Exercise tasks>
1 – In the article on Mel Watt's GSE reform proposal, what does Watt say should support the mortgage market?
2 – Pick up the article on Mel Watt's GSE reform proposal after its final sentence and write the next part.

Mel Watt’s proposal on GSE reform – from Bloomberg

Here is latest Mel Watt’s proposal on GSE reform – sounds somewhat similar to Moelis’s plan.

Here is the details of the plan (FHFA_Perspectives_on_Housing_Finance_Reform)

Mortgage Guarantors Should Become Utilities, GSE Overseer Says

By
Joe Light
January 17, 2018, 12:13 PM PST Updated on January 17, 2018, 2:07 PM PST
• FHFA Director Mel Watt says MBS guarantees should be explicit
• Watt sends letter to senators in response to request for views
Fannie Mae and Freddie Mac’s regulator is throwing its voice into the debate about what to do with the two companies at the center of the U.S. mortgage system.
In a proposal obtained by Bloomberg News, Federal Housing Finance Agency Director Mel Watt wrote that he and agency staff believe the mortgage market should be supported by shareholder-owned utilities with regulated rates of return and an explicit government guarantee of mortgage bonds.

Data rows>
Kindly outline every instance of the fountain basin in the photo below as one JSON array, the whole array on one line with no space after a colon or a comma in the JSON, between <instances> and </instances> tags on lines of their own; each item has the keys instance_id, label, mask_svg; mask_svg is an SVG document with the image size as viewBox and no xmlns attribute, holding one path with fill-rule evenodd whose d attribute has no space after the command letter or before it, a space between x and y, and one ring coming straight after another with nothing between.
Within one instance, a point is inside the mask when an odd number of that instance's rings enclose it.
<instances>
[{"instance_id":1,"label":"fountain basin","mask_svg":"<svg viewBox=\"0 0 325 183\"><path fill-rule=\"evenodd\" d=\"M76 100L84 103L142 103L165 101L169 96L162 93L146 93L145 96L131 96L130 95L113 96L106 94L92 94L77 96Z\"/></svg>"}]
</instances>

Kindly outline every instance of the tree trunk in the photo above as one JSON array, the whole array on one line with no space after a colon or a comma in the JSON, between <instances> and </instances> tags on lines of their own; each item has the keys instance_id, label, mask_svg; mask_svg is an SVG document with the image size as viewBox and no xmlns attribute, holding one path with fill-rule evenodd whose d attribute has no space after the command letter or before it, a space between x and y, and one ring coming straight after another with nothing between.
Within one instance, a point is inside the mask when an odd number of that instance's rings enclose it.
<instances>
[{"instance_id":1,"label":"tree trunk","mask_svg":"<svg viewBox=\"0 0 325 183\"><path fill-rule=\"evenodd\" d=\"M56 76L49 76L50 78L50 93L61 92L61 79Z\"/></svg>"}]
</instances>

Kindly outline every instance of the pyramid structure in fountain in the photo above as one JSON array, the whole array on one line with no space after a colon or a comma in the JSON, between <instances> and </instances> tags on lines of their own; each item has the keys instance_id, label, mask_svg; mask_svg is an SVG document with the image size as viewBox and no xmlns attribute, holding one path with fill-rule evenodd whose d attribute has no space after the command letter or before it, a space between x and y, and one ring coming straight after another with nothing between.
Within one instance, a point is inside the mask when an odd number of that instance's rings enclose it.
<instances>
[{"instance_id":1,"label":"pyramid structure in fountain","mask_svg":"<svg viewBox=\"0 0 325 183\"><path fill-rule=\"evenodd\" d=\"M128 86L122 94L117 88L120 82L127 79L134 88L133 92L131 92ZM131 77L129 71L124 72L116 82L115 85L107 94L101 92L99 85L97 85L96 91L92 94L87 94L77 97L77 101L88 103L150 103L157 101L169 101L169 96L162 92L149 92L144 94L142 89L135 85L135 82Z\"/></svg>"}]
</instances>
...
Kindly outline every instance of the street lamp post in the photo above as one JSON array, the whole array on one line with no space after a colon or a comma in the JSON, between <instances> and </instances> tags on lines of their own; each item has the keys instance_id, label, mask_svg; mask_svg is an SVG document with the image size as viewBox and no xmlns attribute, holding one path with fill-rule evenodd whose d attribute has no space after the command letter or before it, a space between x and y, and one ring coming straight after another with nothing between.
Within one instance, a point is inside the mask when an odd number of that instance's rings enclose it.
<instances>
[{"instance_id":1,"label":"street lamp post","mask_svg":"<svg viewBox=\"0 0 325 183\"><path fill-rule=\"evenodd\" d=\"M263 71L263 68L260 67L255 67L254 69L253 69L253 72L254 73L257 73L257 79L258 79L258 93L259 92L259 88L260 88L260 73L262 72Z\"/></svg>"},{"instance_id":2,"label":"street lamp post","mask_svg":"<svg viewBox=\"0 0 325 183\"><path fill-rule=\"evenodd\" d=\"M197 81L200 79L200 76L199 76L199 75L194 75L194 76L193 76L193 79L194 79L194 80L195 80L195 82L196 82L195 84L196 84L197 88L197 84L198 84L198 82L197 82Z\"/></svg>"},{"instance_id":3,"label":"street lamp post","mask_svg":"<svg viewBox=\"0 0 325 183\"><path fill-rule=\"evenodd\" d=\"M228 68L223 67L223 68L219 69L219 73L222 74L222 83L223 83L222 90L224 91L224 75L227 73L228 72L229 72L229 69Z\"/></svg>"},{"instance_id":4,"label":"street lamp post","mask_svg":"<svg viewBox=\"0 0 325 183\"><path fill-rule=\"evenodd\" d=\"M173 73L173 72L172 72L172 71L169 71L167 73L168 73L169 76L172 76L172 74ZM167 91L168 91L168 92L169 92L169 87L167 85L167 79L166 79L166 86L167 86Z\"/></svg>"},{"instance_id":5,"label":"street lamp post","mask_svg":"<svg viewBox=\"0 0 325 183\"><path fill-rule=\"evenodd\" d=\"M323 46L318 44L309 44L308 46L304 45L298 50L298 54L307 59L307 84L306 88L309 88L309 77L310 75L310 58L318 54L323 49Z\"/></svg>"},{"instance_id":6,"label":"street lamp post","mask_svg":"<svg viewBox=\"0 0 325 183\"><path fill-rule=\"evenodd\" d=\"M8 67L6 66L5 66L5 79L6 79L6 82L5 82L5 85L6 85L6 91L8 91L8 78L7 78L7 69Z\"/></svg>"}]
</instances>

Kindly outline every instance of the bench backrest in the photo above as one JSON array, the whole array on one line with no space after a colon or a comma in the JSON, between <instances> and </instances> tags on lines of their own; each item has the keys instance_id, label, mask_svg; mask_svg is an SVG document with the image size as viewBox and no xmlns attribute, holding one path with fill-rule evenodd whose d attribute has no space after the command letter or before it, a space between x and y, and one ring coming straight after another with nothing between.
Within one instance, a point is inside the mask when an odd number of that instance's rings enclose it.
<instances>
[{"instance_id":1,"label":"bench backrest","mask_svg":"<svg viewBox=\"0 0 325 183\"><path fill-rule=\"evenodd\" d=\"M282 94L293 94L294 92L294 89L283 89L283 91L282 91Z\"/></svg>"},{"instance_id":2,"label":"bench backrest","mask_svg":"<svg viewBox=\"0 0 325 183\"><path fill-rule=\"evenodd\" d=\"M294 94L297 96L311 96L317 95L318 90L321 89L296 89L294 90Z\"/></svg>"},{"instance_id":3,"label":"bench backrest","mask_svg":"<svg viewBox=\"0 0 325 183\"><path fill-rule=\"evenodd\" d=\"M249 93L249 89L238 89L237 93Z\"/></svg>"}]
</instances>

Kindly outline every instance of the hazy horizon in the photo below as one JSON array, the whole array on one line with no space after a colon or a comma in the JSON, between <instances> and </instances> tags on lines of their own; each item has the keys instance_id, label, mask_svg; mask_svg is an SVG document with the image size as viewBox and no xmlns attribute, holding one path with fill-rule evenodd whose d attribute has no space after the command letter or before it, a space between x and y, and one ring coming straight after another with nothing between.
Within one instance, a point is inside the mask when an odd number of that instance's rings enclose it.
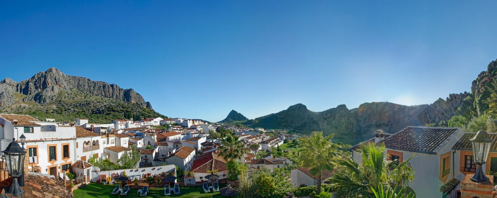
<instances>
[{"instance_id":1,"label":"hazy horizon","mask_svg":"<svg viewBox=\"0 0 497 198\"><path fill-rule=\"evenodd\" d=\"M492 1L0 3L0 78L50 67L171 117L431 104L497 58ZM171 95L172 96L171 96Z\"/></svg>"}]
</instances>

Responses to the exercise>
1 – Shareholder-owned utilities with regulated rates of return and an explicit government guarantee of mortgage bonds.

2 –
Watt sent the document, titled “Federal Housing Finance Agency Perspectives on Housing Finance Reform” along with a letter dated Tuesday to Senate Banking Chairman Michael Crapo, an Idaho Republican, and Senator Sherrod Brown of Ohio, the panel’s top Democrat.
By sharing the perspectives now, “we seek to provide our views independently and transparently to those who have requested them while continuing to provide technical assistance to the committee and its members on other proposals that may be introduced,” Watt wrote.
Lawmakers’ Responsibility
He added that he still had a “strongly held view that it is the prerogative and responsibility of Congress, not FHFA, to decide on housing finance reform.”
Spokeswomen for the FHFA and Crapo declined to comment, while a spokeswoman for Brown didn’t respond to an emailed request for comment.
The proposal from Watt and the FHFA adds yet another wrinkle to the nine-year struggle by Congress and other policy makers to overhaul the U.S. housing-finance system. The government took over Fannie and Freddie in 2008, eventually injecting them with nearly $188 billion in bailout money. Since then, several lawmakers have introduced legislation that would reform or overhaul the companies, which back nearly half of the mortgage market. No proposal has gained traction.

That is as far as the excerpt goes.